# DIRECTIONS FOR THIS TASK
Reproduce every one of the rows below, requests included, and offset each bounding-box coordinate in the answers by adding 117, leaving all numbers within the requests unchanged. Leave the pictures out of your reply.

# RECORDS TO USE

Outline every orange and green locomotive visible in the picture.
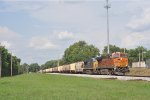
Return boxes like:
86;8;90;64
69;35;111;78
83;52;129;75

# TASK ANSWER
Outline every orange and green locomotive visible in the picture.
Return boxes like:
86;8;90;64
69;35;111;78
200;169;246;192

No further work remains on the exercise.